Problem statement: Take the entries below and print only the lines from the one with "box: [198, 127, 281, 168]" through the one with "positive clicks: (140, 110)", exactly as they stand, both ends included.

The data:
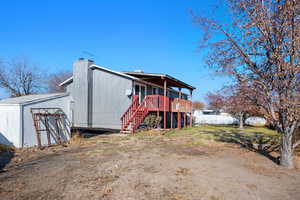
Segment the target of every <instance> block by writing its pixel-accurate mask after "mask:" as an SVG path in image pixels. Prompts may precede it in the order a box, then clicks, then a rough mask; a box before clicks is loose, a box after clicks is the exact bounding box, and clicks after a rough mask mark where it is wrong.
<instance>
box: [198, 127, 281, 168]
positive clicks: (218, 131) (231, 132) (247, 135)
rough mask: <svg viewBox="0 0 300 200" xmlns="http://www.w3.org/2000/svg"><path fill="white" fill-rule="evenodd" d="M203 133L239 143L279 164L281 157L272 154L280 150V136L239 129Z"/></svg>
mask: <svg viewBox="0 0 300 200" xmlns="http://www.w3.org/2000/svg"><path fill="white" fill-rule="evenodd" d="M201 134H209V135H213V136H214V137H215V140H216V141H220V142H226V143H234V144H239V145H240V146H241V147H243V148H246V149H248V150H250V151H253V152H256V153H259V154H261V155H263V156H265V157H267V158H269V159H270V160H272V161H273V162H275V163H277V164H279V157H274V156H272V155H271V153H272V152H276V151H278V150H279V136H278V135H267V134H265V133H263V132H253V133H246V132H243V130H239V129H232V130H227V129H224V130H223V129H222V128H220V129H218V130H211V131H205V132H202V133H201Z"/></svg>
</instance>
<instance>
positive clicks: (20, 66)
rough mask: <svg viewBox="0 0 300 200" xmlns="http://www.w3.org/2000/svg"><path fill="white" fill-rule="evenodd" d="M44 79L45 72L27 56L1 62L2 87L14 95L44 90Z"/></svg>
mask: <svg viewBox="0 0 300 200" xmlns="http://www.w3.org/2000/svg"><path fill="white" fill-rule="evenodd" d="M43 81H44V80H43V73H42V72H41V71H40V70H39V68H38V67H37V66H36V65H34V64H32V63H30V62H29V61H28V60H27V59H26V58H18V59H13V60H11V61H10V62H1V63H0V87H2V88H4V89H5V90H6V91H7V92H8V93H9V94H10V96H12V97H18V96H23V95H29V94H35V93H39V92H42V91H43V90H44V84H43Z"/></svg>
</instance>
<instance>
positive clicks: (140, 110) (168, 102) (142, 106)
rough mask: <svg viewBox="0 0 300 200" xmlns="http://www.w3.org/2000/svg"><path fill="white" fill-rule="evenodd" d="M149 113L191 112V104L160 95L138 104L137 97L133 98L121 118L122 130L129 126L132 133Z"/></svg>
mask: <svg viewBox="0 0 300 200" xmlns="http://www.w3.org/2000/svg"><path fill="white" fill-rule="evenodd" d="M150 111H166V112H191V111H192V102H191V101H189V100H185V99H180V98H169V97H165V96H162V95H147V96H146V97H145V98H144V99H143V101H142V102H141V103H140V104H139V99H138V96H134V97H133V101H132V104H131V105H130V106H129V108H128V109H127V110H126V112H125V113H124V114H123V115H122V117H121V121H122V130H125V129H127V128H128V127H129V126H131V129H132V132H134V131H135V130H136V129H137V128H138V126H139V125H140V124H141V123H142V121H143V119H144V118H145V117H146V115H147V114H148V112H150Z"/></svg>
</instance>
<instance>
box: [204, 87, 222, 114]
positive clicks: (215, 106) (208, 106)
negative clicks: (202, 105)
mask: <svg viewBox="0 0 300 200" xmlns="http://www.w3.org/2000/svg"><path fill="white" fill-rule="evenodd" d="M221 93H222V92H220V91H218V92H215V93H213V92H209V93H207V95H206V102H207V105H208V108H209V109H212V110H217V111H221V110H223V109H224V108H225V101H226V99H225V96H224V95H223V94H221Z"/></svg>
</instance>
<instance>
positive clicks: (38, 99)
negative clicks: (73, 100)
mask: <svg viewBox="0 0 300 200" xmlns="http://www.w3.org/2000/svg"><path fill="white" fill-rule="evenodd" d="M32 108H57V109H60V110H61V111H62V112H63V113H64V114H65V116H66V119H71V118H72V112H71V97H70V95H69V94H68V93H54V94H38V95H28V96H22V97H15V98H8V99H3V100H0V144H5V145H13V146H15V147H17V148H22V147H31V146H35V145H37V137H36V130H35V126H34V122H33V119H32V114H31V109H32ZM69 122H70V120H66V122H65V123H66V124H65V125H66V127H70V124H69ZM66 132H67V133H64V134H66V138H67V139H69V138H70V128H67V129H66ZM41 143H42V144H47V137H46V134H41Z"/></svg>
* * *
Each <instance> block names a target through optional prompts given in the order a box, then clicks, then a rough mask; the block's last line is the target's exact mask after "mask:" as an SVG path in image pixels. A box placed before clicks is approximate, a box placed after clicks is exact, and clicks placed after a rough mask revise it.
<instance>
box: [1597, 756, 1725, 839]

Answer to this exercise:
box: [198, 127, 281, 168]
positive clicks: (218, 131) (231, 132) (247, 135)
rough mask: <svg viewBox="0 0 300 200" xmlns="http://www.w3.org/2000/svg"><path fill="white" fill-rule="evenodd" d="M203 133L239 143L279 164L281 157L272 154L280 150V136L239 129Z"/></svg>
mask: <svg viewBox="0 0 300 200" xmlns="http://www.w3.org/2000/svg"><path fill="white" fill-rule="evenodd" d="M201 134H209V135H213V136H214V137H215V140H216V141H220V142H226V143H234V144H239V145H240V146H241V147H243V148H246V149H248V150H250V151H253V152H256V153H259V154H261V155H263V156H265V157H267V158H269V159H270V160H272V161H273V162H275V163H277V164H279V157H274V156H272V155H271V153H272V152H276V151H278V150H279V136H278V135H267V134H265V133H263V132H253V133H246V132H243V130H239V129H232V130H227V129H224V130H223V129H222V128H220V129H218V130H211V131H205V132H202V133H201Z"/></svg>
</instance>
<instance>
positive clicks: (20, 66)
rough mask: <svg viewBox="0 0 300 200" xmlns="http://www.w3.org/2000/svg"><path fill="white" fill-rule="evenodd" d="M44 79L45 72L27 56L1 62L2 87L14 95L44 90Z"/></svg>
mask: <svg viewBox="0 0 300 200" xmlns="http://www.w3.org/2000/svg"><path fill="white" fill-rule="evenodd" d="M43 81H44V80H43V73H42V72H41V71H40V70H39V68H38V67H37V66H36V65H34V64H32V63H30V62H29V61H28V60H27V59H26V58H18V59H13V60H11V61H10V62H1V63H0V87H2V88H4V89H5V90H6V91H7V92H8V93H9V94H10V96H12V97H18V96H23V95H29V94H35V93H39V92H42V91H43V90H44V84H43Z"/></svg>
</instance>
<instance>
positive clicks: (140, 110) (168, 102) (142, 106)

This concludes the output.